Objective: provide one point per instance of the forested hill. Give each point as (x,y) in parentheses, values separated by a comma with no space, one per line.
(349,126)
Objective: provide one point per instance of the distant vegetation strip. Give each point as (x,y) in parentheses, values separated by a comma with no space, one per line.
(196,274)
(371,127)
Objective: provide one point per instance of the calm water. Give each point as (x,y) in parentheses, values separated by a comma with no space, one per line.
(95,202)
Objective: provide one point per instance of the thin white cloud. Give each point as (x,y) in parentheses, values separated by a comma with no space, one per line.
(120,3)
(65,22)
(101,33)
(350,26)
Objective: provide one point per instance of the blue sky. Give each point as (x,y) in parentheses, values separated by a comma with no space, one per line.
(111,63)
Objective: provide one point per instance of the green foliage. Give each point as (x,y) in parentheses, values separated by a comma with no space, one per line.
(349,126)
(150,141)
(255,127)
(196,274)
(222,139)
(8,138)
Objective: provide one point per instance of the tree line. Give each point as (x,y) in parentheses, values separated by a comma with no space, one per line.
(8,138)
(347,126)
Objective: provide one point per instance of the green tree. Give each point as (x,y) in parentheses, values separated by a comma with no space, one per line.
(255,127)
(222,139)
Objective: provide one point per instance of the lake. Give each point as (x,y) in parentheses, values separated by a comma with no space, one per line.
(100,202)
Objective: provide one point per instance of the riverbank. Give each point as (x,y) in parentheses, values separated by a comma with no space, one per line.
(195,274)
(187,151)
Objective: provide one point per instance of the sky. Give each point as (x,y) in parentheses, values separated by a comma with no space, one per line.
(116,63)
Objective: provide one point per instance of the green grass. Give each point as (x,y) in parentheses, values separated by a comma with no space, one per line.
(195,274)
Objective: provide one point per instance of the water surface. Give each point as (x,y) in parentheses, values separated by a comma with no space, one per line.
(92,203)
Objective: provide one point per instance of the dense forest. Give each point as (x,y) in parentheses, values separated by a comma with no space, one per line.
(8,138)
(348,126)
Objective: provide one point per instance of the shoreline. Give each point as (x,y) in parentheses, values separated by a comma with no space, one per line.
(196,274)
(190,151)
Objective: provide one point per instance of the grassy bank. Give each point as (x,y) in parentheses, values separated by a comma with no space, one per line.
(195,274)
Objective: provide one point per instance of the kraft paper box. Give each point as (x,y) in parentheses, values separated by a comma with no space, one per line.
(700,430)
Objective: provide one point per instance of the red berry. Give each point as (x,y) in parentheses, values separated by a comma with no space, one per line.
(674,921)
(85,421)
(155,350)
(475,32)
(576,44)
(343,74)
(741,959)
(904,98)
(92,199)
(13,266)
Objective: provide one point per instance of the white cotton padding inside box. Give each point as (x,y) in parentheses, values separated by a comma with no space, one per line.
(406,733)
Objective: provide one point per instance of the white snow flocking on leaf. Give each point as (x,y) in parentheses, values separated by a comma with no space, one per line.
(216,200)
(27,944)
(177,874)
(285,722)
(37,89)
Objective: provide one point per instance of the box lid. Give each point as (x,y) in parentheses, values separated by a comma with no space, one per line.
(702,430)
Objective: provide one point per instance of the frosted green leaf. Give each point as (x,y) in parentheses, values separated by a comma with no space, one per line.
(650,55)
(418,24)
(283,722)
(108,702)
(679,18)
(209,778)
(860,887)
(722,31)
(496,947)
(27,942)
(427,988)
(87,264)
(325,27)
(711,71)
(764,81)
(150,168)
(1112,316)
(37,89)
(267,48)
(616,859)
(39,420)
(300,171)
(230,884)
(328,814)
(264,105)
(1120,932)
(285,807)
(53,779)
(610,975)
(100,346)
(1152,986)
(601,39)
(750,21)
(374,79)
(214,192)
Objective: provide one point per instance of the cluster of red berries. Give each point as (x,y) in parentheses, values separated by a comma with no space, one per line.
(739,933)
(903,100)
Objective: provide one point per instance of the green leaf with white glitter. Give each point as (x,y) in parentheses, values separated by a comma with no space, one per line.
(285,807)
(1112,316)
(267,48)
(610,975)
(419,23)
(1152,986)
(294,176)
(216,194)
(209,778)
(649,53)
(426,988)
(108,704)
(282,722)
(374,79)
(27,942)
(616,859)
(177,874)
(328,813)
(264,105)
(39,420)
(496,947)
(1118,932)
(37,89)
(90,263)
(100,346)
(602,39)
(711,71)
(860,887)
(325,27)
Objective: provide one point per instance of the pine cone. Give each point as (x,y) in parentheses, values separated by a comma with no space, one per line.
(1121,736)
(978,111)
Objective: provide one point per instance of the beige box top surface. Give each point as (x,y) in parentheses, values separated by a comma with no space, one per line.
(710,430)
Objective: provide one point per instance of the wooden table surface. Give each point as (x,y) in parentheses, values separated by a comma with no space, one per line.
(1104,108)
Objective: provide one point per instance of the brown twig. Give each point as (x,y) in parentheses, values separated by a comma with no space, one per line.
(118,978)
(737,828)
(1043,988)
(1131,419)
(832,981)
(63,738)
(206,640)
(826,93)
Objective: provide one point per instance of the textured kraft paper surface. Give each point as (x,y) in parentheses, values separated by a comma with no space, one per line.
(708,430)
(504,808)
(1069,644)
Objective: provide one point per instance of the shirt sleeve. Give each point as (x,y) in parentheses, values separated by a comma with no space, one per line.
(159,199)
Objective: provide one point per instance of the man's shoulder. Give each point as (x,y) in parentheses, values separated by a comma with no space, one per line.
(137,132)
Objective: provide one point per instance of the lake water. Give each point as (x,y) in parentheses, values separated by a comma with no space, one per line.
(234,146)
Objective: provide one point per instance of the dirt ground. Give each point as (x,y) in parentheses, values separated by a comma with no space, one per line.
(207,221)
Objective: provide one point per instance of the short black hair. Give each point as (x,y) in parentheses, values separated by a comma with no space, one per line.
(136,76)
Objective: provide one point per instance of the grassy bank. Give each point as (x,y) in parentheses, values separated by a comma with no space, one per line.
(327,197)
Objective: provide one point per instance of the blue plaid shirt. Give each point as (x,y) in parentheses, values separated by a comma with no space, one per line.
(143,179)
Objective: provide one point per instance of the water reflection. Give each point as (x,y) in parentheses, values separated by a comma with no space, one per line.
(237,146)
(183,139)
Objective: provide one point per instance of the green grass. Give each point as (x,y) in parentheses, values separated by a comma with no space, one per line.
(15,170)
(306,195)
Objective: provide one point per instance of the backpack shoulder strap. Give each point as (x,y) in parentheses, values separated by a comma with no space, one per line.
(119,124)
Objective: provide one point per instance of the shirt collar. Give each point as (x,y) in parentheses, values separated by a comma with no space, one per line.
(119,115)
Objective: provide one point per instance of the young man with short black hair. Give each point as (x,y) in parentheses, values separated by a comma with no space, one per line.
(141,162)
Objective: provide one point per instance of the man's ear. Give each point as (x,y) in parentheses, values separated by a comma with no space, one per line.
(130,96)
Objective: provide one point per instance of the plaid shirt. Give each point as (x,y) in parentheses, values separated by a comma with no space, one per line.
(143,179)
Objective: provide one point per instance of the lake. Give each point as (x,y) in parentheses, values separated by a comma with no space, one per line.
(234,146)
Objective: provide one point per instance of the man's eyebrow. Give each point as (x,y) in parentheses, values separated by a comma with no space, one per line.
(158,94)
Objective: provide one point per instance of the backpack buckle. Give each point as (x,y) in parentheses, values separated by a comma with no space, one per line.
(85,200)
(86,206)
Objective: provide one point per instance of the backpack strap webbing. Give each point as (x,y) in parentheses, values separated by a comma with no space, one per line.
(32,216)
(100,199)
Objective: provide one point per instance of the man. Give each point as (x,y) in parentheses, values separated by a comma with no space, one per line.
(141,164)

------------------------------------

- **ACTION ITEM**
The expected output is an exact copy of all the records above.

- **RESULT**
Objective: provide one point per instance of the forested hill. Give each point as (x,y) in parentheses, values separated by a comma with no space, one per line.
(349,126)
Objective: provide one point per instance of the distant vegetation strip. Give each point as (x,y) in parentheses, values separated by a comma with no space, one per line.
(196,274)
(371,127)
Objective: provide one point per instance of the calm water. Give each point as (x,y) in parentheses, values separated by a comma with no space, one per line.
(95,202)
Objective: provide one point per instance of the thin white cloud. Give each point as (x,y) in parentheses, values separated by a comma with no space, one per line.
(120,3)
(65,22)
(101,33)
(350,26)
Objective: provide one point per instance of the blue sky. Give each point as (x,y) in parentheses, values separated by a comma with no space, one per line.
(111,63)
Objective: provide one point per instance of the green foliage. Give each point as (x,y) in parentheses, values separated by a comma with no space, one per line.
(349,126)
(150,141)
(255,127)
(196,274)
(222,139)
(8,138)
Objective: provide one point per instance of the tree line. Give each point as (x,y) in parentheses, values separated by a comma with no space, one per line.
(8,138)
(347,126)
Objective: provide one point per instance of the green tree. Give each point as (x,y) in parentheses, values separated by a comma with no space, one per line.
(255,127)
(222,139)
Objective: provide one point per instance of the lake. Give each point as (x,y) in parentheses, values separated by a comma with no space, one per line.
(100,202)
Objective: provide one point per instance of the riverbank. Give each point as (x,y) in parentheses, values separated by a comma with no space, one per line.
(195,274)
(187,151)
Objective: provide one point per instance of the sky. Give each point as (x,y) in parentheses, values separated by a comma with no space, one per line.
(116,63)
Objective: provide one point per instance of the green grass. Give each point as (x,y) in parentheses, values separated by a comma with no space, one per line.
(195,274)
Objective: provide one point per instance of the water surface. Give each point as (x,y) in parentheses, values separated by a comma with no space, one per line.
(92,203)
Objective: provide one point per instance of the dense forest. Give each point as (x,y) in parentheses, values separated by a comma with no space, one per line.
(8,138)
(348,126)
Objective: provide one point per instance of the shoreline. Give each point as (x,y) in parentheses, values separated by a comma with no space, one per line.
(196,274)
(190,151)
Objective: provide one point per instance of the grassy bank. Give each point as (x,y) in parentheses, values separated by a comma with no space, one per line.
(195,274)
Objective: provide one point per instance of the kraft paper box. Give each point as (x,y) in parentheses, values separated by a comma with no space, one per line.
(700,430)
Objective: provide one point per instance of the red berry. Give each point as (x,y) in parentheses, values separated by a comma with no space, one per line.
(674,921)
(85,421)
(155,350)
(475,32)
(576,44)
(343,74)
(741,959)
(904,98)
(92,199)
(13,266)
Objective: provide one point per instance of the white cotton padding inside box. Give each point as (x,y) in parentheses, values separated by a comma with no space, one per line.
(406,733)
Objective: provide one point per instance of the white snow flocking on leaf. Give each point as (x,y) in parentheses, values separated by a comma with no space, one per line.
(216,200)
(27,944)
(177,874)
(285,722)
(37,89)
Objective: provide one point per instance of the box lid. Give each point as (x,y) in parentheses, values separated by a comma with no space, one per line.
(702,430)
Objective: provide one point per instance of the frosted green leaf. Give each point as (x,y) in parentheses, values separated by a comma with no space, one per line.
(650,55)
(418,24)
(283,722)
(108,702)
(679,18)
(209,778)
(860,887)
(722,31)
(496,947)
(27,942)
(427,988)
(87,264)
(325,27)
(711,71)
(764,81)
(150,168)
(1112,316)
(37,89)
(267,48)
(616,859)
(39,420)
(300,171)
(230,884)
(328,814)
(264,105)
(1120,932)
(285,807)
(53,779)
(610,975)
(100,346)
(1152,986)
(601,39)
(750,21)
(374,79)
(214,192)
Objective: provide one point per instance of the cluster of red berries. Give each point as (x,y) in parentheses, values separated by a comma with no space, one per line.
(739,933)
(903,100)
Objective: provide one point per instance of the green leaf with white glitter. Give each point as (x,y) in parentheses, values separated by a comma with no space, one per line.
(285,807)
(1112,316)
(267,48)
(610,975)
(419,23)
(1152,986)
(294,176)
(216,194)
(209,778)
(649,53)
(426,988)
(108,704)
(282,722)
(374,79)
(27,942)
(616,859)
(177,874)
(328,813)
(264,105)
(39,420)
(496,947)
(1118,932)
(37,89)
(90,263)
(100,346)
(602,39)
(711,71)
(860,887)
(325,27)
Objective: provide one point per instance of the pine cone. Give each point as (x,y) in parentheses, values separated by a comma with no space, one per line.
(1121,736)
(978,111)
Objective: provide one point per instance of the beige box top surface. Give each point as (x,y) in parentheses, values separated by a comma with no space, one per line.
(710,430)
Objective: provide one point per instance of the wooden table surface. Give each point as (x,y) in parentheses, values separated by a comma with no space, one per line.
(1104,108)
Objective: provide one point per instance of the brown twig. Give each point as (x,y) in parentheses, values separated by a comma with no space, one per line.
(118,978)
(737,828)
(1043,988)
(1131,419)
(832,981)
(63,738)
(206,640)
(826,93)
Objective: provide one point per instance of the textured kraft paper surface. Give each point as (x,y) in parentheses, values separated by a comma with no space, one per line.
(708,430)
(504,808)
(1069,644)
Objective: provide one point per instance of the shirt sleeve. Give each point as (x,y) in parentheses, values separated by a comma with no space, one per line.
(159,199)
Objective: provide one point per instance of the man's shoulder. Give each point as (x,y) in parentheses, values separated by a comma with no space, one per line.
(137,132)
Objective: provide one point per instance of the lake water. Give each point as (x,y) in parentheses, values separated by a comma with no space, one per line.
(234,146)
Objective: provide one point per instance of the dirt ground. Give each point as (x,y) in parentheses, values separated by a comma with no space, one per line.
(207,221)
Objective: provide one point per instance of the short black hair. Give each point as (x,y) in parentheses, values separated by a comma with no space, one per line.
(136,76)
Objective: provide one point per instance of the grassy bank. Give each point as (x,y) in parentheses, values separated by a comma with no space, one per line.
(327,197)
Objective: provide one point per instance of the blue plaid shirt. Give each point as (x,y) in parentheses, values separated by a comma with no space, one per line.
(143,179)
Objective: provide one point per instance of the water reflection. Give each point as (x,y) in parentheses, values separated by a comma with no space, one per line.
(237,146)
(183,139)
Objective: provide one point per instance of the green grass. Give each point as (x,y) in parentheses, values separated by a comma with no space, one per line.
(15,170)
(306,195)
Objective: provide one point per instance of the backpack shoulder strap. Give each point as (x,y) in parentheses, values separated by a comma with no space, one per line.
(119,124)
Objective: provide one point per instance of the shirt collar. Give each point as (x,y) in parentheses, values separated by a comma with no space, one per line.
(119,115)
Objective: provide one point per instance of the young man with short black hair. Give each point as (x,y) in parentheses, values separated by a comma with no space, one per line.
(141,162)
Objective: provide one point per instance of the man's ear. Give each point as (x,y) in parentheses, values separated by a comma with no space, one per line.
(130,96)
Objective: provide one point per instance of the plaid shirt. Give each point as (x,y) in parentheses, values separated by a comma with no space, one per line.
(143,179)
Objective: provide one point per instance of the lake. Give each point as (x,y) in parentheses, values separated by a comma with no space, one per line.
(234,146)
Objective: provide one point per instance of the man's eyebrow. Give each point as (x,y) in parentheses, values separated by a comma with no space, one per line.
(158,94)
Objective: provide one point per instance of the backpack buckle. Give each point as (x,y) in parentheses, values separated by a comma with no space, one per line.
(85,200)
(86,206)
Objective: provide one point per instance of the backpack strap webbing. Give each point as (x,y) in parentheses, values separated by a comma with no space, one per line.
(32,216)
(100,199)
Objective: provide one point per instance of the man. Give each point as (x,y) in parentheses, values separated by a comma with no space, one per line.
(141,164)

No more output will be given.